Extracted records
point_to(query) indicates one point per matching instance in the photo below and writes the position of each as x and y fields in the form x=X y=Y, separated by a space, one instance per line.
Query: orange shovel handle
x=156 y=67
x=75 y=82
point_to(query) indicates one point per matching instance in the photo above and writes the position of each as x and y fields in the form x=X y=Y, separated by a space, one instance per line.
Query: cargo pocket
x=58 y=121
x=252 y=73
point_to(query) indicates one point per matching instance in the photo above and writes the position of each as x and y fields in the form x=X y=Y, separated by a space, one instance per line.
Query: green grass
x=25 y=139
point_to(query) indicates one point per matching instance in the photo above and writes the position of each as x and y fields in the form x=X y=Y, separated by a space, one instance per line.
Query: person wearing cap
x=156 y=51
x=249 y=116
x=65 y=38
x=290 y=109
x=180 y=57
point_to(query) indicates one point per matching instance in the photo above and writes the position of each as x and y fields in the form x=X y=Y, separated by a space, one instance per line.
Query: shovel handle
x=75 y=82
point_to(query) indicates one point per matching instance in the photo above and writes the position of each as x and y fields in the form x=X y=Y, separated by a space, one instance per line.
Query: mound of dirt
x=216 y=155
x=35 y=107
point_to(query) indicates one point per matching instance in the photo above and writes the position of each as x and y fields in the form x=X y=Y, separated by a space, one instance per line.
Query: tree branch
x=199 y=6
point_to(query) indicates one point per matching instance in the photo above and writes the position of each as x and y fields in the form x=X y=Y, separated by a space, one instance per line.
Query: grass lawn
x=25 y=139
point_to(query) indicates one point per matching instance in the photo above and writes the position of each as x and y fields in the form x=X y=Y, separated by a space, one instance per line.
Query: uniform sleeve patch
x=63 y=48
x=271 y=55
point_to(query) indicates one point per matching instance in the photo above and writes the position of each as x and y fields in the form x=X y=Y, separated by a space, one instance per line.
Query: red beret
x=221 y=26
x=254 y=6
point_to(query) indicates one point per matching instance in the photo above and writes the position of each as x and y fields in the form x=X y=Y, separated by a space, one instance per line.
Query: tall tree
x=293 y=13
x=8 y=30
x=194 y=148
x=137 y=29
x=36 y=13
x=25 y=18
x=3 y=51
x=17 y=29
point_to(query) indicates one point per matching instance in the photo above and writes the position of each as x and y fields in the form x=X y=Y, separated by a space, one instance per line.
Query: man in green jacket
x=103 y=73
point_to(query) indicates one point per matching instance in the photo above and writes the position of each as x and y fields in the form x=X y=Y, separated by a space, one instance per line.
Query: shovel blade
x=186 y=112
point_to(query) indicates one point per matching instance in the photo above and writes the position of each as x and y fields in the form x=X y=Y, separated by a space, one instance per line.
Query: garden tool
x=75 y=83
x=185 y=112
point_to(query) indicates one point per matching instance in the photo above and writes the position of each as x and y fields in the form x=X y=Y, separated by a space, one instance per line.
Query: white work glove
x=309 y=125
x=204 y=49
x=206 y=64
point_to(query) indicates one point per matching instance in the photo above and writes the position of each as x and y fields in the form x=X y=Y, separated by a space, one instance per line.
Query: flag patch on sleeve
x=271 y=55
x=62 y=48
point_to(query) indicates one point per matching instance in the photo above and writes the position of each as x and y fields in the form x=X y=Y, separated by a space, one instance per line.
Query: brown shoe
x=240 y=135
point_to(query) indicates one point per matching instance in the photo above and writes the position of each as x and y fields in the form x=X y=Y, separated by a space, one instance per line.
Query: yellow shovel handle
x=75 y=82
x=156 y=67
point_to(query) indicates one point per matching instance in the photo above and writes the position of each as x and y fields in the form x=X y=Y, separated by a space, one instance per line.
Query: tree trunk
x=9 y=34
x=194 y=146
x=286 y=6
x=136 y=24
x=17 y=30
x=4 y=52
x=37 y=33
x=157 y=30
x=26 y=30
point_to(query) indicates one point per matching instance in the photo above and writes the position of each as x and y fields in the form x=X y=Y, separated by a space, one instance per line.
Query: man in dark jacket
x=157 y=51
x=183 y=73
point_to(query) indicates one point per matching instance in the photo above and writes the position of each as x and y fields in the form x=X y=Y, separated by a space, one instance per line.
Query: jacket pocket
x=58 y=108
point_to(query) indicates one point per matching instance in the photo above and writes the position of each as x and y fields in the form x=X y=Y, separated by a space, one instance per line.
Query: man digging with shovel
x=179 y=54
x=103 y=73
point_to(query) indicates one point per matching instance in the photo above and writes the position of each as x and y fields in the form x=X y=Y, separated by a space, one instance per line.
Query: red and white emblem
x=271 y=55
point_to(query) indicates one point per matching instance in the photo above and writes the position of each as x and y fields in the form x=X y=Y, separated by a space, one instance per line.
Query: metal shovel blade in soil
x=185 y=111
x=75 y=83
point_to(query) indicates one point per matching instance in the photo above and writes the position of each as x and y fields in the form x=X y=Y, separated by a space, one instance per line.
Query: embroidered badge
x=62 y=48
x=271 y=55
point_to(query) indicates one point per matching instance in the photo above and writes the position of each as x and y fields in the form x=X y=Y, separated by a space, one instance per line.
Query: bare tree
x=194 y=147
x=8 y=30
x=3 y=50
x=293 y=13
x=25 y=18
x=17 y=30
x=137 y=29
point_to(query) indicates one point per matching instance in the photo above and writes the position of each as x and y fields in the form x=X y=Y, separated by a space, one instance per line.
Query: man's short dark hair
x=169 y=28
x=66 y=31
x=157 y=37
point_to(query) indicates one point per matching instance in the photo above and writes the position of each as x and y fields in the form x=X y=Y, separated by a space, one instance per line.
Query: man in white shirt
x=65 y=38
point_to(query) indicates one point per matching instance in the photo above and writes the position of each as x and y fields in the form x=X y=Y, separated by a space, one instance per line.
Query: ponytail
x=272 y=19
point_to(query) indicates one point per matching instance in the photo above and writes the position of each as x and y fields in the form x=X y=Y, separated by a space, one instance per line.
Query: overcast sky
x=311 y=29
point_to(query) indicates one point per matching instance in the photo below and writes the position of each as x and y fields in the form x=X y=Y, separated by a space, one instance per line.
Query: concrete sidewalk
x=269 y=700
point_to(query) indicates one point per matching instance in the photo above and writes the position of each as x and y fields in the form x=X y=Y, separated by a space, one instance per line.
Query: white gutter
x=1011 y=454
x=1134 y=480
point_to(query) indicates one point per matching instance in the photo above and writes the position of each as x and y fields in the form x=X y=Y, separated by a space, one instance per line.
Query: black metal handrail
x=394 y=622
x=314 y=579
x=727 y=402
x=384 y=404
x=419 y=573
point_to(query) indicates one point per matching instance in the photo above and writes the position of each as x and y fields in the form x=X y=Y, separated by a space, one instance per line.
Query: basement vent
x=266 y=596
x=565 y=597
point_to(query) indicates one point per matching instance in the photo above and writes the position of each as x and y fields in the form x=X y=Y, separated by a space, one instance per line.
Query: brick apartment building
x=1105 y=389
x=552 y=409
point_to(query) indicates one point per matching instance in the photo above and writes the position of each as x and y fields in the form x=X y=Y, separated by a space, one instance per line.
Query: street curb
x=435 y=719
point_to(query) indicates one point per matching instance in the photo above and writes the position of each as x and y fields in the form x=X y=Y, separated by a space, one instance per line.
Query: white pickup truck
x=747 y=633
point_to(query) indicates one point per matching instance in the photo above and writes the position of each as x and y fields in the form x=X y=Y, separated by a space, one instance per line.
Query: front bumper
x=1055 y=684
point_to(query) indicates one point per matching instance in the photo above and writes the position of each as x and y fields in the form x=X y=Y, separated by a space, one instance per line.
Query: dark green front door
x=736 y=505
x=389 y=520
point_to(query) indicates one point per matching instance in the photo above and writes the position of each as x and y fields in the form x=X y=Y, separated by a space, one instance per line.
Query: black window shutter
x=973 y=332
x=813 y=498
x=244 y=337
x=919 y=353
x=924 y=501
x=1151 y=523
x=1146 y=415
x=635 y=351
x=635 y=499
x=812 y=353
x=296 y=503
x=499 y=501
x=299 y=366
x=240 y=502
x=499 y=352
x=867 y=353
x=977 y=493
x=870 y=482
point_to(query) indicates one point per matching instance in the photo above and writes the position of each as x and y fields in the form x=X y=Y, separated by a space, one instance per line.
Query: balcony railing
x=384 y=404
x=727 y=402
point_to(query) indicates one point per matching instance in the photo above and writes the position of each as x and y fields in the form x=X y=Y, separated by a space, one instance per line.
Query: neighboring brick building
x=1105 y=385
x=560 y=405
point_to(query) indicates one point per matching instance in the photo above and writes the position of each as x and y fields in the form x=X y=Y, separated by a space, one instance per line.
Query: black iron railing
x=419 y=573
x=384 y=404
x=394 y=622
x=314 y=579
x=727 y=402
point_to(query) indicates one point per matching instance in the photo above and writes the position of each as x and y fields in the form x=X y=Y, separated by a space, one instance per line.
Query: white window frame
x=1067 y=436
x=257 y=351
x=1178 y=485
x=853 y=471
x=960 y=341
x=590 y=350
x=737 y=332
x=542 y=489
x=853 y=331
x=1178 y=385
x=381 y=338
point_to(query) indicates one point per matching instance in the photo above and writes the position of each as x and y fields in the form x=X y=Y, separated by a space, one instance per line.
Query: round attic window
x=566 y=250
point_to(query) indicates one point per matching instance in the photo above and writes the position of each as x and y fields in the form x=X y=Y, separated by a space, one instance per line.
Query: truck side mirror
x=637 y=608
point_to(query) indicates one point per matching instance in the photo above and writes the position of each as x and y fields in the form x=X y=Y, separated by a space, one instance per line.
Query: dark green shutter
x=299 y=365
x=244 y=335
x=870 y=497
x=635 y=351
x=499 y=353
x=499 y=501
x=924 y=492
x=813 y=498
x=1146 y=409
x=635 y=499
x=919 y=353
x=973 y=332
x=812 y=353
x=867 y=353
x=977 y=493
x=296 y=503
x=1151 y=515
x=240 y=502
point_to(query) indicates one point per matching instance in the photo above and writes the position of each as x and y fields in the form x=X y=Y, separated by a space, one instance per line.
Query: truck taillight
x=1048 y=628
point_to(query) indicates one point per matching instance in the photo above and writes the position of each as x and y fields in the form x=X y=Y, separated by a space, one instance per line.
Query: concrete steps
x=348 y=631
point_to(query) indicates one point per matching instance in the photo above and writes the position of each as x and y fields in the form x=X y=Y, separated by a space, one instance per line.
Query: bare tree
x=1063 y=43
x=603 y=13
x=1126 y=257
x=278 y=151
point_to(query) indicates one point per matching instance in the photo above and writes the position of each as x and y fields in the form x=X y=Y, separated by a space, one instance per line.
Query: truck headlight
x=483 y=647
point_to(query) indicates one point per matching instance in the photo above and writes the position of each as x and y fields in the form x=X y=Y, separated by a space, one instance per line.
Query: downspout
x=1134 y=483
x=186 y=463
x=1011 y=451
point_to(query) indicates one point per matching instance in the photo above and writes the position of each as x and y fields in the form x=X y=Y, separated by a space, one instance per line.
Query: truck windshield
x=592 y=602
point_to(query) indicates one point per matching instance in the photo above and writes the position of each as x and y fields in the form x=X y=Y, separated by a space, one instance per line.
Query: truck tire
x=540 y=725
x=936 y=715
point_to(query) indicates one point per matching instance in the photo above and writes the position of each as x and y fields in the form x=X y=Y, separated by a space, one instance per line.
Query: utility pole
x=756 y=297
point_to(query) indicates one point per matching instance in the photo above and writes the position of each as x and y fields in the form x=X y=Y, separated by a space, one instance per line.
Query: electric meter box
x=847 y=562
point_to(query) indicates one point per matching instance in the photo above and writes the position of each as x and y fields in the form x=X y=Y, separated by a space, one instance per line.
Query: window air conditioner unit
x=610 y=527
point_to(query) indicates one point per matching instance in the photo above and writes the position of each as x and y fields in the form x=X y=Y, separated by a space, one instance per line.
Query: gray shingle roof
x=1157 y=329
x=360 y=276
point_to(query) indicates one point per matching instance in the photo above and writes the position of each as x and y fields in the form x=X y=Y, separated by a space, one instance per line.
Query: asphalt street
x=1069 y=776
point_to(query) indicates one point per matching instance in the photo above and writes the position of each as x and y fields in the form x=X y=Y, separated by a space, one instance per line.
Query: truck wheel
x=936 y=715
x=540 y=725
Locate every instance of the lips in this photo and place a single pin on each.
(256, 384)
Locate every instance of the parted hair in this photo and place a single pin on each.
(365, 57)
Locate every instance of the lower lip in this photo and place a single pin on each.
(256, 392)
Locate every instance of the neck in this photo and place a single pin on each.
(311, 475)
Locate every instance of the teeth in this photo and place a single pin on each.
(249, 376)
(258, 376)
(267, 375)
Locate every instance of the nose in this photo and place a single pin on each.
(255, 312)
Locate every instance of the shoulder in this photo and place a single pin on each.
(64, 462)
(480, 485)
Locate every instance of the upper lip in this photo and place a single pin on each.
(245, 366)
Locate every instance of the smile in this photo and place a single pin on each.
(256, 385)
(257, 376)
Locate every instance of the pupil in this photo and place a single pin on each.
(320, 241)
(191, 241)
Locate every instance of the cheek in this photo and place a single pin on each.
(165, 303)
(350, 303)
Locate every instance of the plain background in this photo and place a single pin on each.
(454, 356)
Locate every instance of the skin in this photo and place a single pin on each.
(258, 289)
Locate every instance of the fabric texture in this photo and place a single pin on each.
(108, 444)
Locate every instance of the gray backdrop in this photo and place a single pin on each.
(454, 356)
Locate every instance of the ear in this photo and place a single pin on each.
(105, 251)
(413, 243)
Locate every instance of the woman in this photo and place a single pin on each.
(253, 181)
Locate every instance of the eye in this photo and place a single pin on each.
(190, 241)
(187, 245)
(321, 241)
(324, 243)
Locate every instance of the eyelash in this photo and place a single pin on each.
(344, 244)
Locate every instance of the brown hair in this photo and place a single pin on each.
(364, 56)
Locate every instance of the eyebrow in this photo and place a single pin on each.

## Your goal
Word for word, restate the lines from the one holding "Locate every instance of the gray" to the last line of the records.

## Answer below
Locate every instance of the gray backdrop in this photo and place a single pin on each.
(454, 356)
Locate every instance of the ear in this photo and place a single pin on each.
(105, 251)
(413, 243)
Locate every instance of the woman in this photo and place a single pin on each.
(253, 181)
Locate every instance of the eye in this photo and place a single pin on each.
(190, 241)
(187, 245)
(321, 241)
(324, 243)
Locate every instance of the eyelash in this photo and place a single pin on each.
(344, 244)
Locate every instance of the brown hair in this photo and place a single pin on each.
(364, 56)
Locate every instance of the eyebrow in this photo and place a single pin on each.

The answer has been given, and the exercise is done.